Give the number of lines in the records that include the word "deer", and nothing besides.

───── Input data

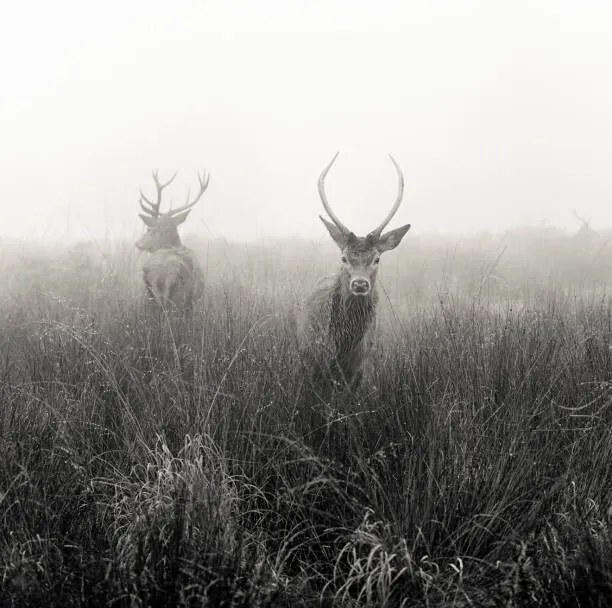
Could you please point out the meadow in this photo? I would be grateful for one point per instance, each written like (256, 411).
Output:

──────────
───── Input data

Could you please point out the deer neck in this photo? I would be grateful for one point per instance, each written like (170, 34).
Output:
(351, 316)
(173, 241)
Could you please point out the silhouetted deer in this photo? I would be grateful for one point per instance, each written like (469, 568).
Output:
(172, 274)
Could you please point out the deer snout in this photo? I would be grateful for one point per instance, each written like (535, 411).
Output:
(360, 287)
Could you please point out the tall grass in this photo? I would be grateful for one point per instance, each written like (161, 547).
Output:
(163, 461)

──────────

**Result of the task**: 3